## WHAT YOU WILL DO
A – Pull out the part of the apartment interview that begins at the words "KA— They’re replicas" and stops after "does the cleaning?", word for word.
B – Carry on the interview with Katherine and Yahshel from its last line.
---------- PASSAGE GIVEN ----------
Below we speak of fake puppies, chain-smoking, love languages, sloppy kisses, desire, and of course, Hilma af Klint.
Katherine, you just moved in with Yahshel. I’m curious about what’s left behind in the old apartment.
Katherine Auchterlonie— I’m 95% here, missing the champagne glasses and some fake puppies.
Fake puppies?
KA— They’re replicas of dogs in old paintings. “Old paintings” as in the 18th century when portraits peaked amongst the privileged and their painters developed a visual language to communicate “underneath the various forms of wealth.” The artists themselves seem cool but the subjects were often uncool people. Anyhow, a sleeping dog became a symbol of infidelity. For example, you’d see a portrait of a couple on their wedding day, both very clean, very dressed up, very happy, whatever; perhaps they would have the father painted in the background, and two dogs on a leash. If one of the dogs were asleep, it signaled that the groom was cheating.
That's brilliant.
I wanted to make something out of it but it hasn’t been my vibe lately. I’m not that bizarre right now.
No sleeping dogs in this apartment. Who does the cooking, who does the cleaning?
Yahshel— I’m the chef. Kathrene leans heavier on the cleaning side if we’re being diplomatic.
KA— I wake up to the smell of her cooking.
It’s not even the sound, but the smell. She keeps quiet so as not to wake you up before the meal is done. That’s love.
KA— Cleaning is my love language.
Me sexting.
KA— But at the same time, I can’t have it too clean. I need an organized mess, especially a girly organized mess; some champagne bottle wires lying around, some old deli receipts, and… maybe a cracked eyeshadow? That’s when I’m inspired. That’s when I’m like “Okay, I know who I am today, let's get to work.” It’s an identity thing.
---------- ENTRIES ----------
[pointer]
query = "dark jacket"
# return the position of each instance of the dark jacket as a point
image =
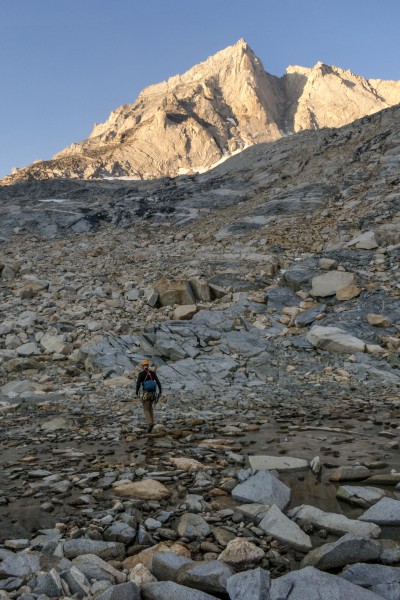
(143, 376)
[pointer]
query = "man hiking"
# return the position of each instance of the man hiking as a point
(148, 381)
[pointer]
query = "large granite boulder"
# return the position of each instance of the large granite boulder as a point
(263, 488)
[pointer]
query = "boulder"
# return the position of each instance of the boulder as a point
(360, 495)
(249, 585)
(207, 576)
(200, 289)
(378, 320)
(94, 567)
(106, 550)
(329, 283)
(185, 312)
(384, 512)
(365, 241)
(123, 591)
(334, 339)
(146, 489)
(240, 553)
(145, 556)
(165, 565)
(306, 515)
(311, 584)
(174, 292)
(379, 579)
(281, 464)
(347, 550)
(348, 292)
(356, 473)
(281, 528)
(263, 488)
(193, 526)
(169, 590)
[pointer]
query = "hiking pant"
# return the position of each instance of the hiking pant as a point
(147, 400)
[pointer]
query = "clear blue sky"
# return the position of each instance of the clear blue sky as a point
(66, 64)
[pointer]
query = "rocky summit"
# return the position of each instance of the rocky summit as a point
(216, 109)
(266, 292)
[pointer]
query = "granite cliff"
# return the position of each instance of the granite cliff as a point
(219, 107)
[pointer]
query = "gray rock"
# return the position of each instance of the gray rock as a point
(384, 512)
(382, 580)
(123, 591)
(347, 550)
(329, 283)
(77, 582)
(164, 565)
(207, 576)
(277, 463)
(49, 584)
(107, 550)
(311, 584)
(193, 526)
(360, 495)
(356, 473)
(275, 523)
(334, 339)
(120, 532)
(19, 565)
(168, 590)
(339, 524)
(94, 567)
(250, 585)
(263, 488)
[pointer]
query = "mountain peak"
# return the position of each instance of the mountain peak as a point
(217, 108)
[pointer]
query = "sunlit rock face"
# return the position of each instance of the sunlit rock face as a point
(216, 109)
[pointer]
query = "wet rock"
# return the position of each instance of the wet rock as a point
(347, 550)
(252, 585)
(276, 524)
(263, 488)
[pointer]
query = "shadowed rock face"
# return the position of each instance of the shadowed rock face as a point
(219, 107)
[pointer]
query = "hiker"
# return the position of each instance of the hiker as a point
(148, 380)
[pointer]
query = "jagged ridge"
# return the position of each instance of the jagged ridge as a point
(217, 108)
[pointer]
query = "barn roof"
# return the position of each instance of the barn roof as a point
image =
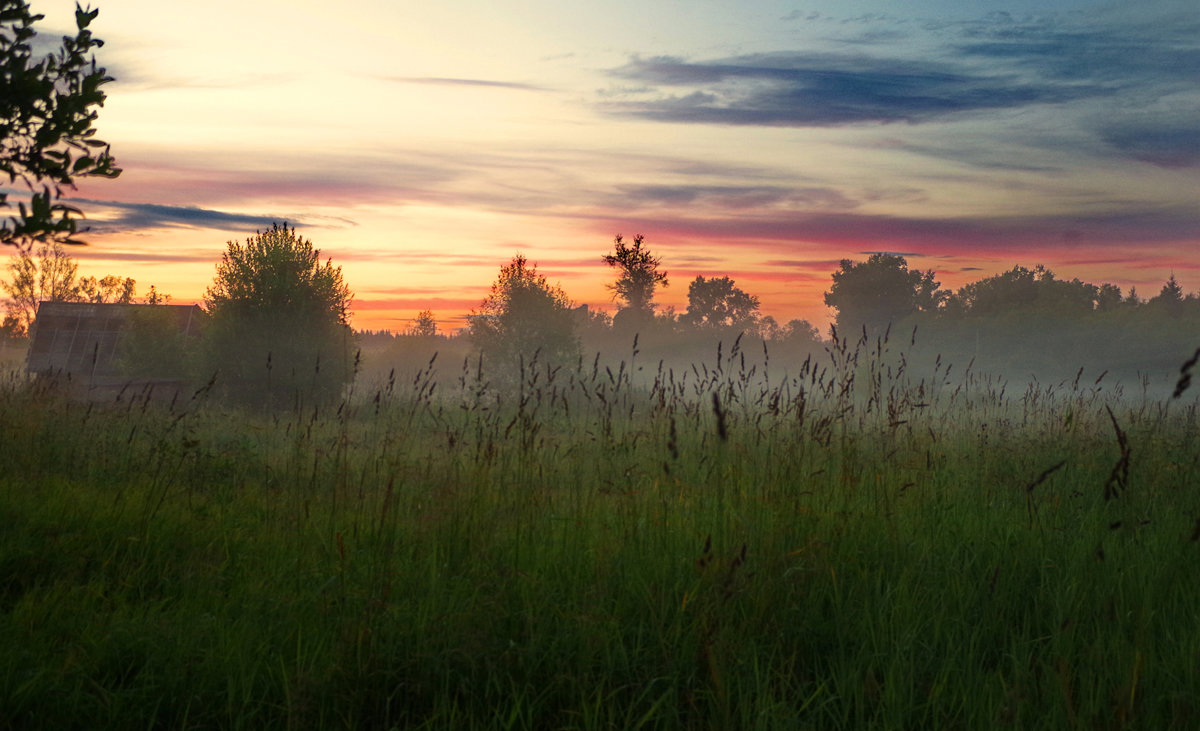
(82, 339)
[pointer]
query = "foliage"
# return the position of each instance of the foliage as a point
(107, 289)
(47, 111)
(525, 317)
(154, 346)
(279, 334)
(1027, 291)
(881, 291)
(48, 275)
(717, 303)
(425, 325)
(639, 277)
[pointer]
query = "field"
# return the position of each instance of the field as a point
(843, 545)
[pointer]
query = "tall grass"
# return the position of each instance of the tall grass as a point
(835, 544)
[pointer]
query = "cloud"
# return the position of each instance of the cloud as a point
(461, 82)
(117, 216)
(736, 196)
(785, 231)
(1167, 143)
(821, 90)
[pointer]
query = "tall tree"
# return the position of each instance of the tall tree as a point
(47, 111)
(717, 303)
(47, 274)
(1021, 289)
(639, 276)
(523, 316)
(425, 325)
(881, 291)
(280, 322)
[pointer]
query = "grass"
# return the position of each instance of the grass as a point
(850, 546)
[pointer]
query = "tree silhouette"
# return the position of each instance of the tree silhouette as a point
----------
## ANSWERS IN ORDER
A –
KA— They’re replicas of dogs in old paintings. “Old paintings” as in the 18th century when portraits peaked amongst the privileged and their painters developed a visual language to communicate “underneath the various forms of wealth.” The artists themselves seem cool but the subjects were often uncool people. Anyhow, a sleeping dog became a symbol of infidelity. For example, you’d see a portrait of a couple on their wedding day, both very clean, very dressed up, very happy, whatever; perhaps they would have the father painted in the background, and two dogs on a leash. If one of the dogs were asleep, it signaled that the groom was cheating.
That's brilliant.
I wanted to make something out of it but it hasn’t been my vibe lately. I’m not that bizarre right now.
No sleeping dogs in this apartment. Who does the cooking, who does the cleaning?

B –
I was waiting for you to drop cigarette butts, too. Cooking and cleaning in all glory, but who does the cig-runs?
Y— We always pick up double packs at once.
How many cigarettes does it take to finish a painting?
KA— Oh my god. Let’s just say I’m glad my piece on Wooster [Street] is behind glass.
Through some of Yahshel’s photographs of you, it’s almost as if one could smell the smoke. I mean that in the most sensitive way. In your duo show at The Sitting Room [gallery], the works were displayed not only in conversation with each other but the symbiosis felt as if the works completed the other’s sentences. How much does your practice overlap?
Y— There isn’t a way that I could think of them as either dependent or separate.
KA— I mean our art is our approach to life. And Yash is a big, if not the biggest, part of mine. She influences how I feel, and how I feel naturally bleeds into what I make. It’s inevitable, maybe in the best way possible, because it allows the work to go outside and beyond myself.
All my research for my upcoming show, dating back to last April, has been centered around a notation system for diagram kissing; kissing in a way that’s not creepy or gross. The motif, however, is completely without people. I’m fundamentally against pictorial representation — it just never interested me. I almost see figurative as Islamic and why would I as an artist care about representing what God already made redundant? My practice is more abstract; I would even propose this diagram exploration as a scientific notation, which scratches an itch for me. The ultimate goal is to create an open-ended code that anybody can read and, through it, visualize an entirety of that kissing experience of their own.
In Notation of a Good Make-Out Session — your piece for Unrequited — I visualize you and Yahshel dancing around while making out, and the X’s are either where her tongue touches yours or vice versa, or perhaps that's where the heart skips a beat? Or maybe that’s me being the creep you set out to cancel.
KA— No that’s hot.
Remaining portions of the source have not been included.